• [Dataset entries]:
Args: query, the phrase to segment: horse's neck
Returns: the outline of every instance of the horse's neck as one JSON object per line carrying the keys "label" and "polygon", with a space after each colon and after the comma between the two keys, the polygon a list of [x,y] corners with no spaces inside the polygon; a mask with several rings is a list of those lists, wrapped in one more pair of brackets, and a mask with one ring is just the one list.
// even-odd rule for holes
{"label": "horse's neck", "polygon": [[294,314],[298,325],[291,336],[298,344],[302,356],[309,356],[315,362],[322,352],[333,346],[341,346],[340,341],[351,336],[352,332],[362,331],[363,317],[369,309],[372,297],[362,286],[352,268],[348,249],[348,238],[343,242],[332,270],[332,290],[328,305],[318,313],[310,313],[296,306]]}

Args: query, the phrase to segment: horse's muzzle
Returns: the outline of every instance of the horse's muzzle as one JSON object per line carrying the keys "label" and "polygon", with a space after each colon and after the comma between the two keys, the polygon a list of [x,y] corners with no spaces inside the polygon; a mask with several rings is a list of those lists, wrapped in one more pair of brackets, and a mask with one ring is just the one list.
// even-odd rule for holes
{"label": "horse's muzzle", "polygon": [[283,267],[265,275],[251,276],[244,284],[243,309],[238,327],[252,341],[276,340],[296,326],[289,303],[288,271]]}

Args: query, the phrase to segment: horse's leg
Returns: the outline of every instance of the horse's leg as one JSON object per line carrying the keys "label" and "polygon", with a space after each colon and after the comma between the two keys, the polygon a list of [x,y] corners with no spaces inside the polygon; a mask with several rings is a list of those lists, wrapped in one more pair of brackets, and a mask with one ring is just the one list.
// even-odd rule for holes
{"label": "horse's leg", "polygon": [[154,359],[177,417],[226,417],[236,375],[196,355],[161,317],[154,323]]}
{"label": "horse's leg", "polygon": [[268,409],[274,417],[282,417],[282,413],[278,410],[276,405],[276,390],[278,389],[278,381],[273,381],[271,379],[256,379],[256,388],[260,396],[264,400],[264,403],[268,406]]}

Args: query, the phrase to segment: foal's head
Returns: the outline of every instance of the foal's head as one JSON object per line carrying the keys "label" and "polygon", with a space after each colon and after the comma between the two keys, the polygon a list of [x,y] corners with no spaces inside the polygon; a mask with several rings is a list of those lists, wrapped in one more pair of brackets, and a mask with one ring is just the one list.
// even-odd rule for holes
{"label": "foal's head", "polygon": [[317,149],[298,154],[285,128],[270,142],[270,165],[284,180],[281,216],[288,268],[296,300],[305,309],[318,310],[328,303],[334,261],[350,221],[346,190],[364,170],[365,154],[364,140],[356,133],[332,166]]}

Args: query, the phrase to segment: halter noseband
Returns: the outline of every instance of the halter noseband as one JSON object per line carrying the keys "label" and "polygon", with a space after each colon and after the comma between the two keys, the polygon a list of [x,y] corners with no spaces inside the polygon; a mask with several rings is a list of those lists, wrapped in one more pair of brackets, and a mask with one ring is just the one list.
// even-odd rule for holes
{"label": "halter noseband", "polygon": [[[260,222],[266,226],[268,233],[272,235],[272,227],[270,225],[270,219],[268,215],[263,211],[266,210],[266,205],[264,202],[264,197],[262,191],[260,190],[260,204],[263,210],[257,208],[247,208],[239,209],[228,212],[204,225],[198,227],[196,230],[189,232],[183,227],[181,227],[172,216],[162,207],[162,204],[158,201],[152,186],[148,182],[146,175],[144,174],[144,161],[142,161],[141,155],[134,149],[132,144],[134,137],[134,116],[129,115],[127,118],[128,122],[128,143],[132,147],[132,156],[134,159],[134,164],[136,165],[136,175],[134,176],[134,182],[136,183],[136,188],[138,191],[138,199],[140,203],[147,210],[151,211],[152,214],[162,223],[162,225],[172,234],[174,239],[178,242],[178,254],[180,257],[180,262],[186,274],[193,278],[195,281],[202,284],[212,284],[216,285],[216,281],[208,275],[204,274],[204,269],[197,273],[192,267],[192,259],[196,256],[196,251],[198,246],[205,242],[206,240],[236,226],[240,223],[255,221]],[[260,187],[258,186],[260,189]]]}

• [TASK OBJECTIVE]: The line containing "Args: query, the phrase to segment: halter" and every line after it, through the end of the records, should be repeated exactly and alone.

• [EXERCISE SOLUTION]:
Args: query, the phrase to segment: halter noseband
Returns: the outline of every instance of the halter noseband as one JSON object per line carrying the keys "label" and "polygon", with a space after each colon and after the comma between the two keys, the polygon a list of [x,y] corners with no spaces inside the polygon; a mask with several rings is a list of those lists, wrapped in one more pair of brackets, and a mask with one ring is just the one list.
// even-odd rule for holes
{"label": "halter noseband", "polygon": [[[260,222],[266,226],[268,233],[272,235],[272,227],[270,225],[270,219],[268,215],[263,211],[266,210],[266,205],[264,202],[264,197],[262,191],[260,190],[260,204],[263,210],[257,208],[247,208],[239,209],[228,212],[204,225],[198,227],[196,230],[189,232],[183,227],[181,227],[172,216],[162,207],[162,204],[158,201],[152,186],[148,182],[146,175],[144,174],[144,161],[142,161],[141,155],[134,149],[132,144],[134,137],[134,116],[129,115],[127,118],[128,122],[128,143],[132,147],[132,156],[134,159],[134,164],[136,165],[136,175],[134,176],[134,182],[136,183],[136,188],[138,191],[138,199],[140,203],[147,210],[151,211],[152,214],[162,223],[162,225],[172,234],[174,239],[178,242],[178,254],[180,257],[180,262],[186,274],[193,278],[195,281],[202,284],[212,284],[216,285],[216,281],[208,275],[204,274],[204,269],[197,273],[192,267],[192,259],[196,256],[196,251],[198,246],[205,242],[206,240],[236,226],[240,223],[255,221]],[[260,187],[258,186],[260,189]]]}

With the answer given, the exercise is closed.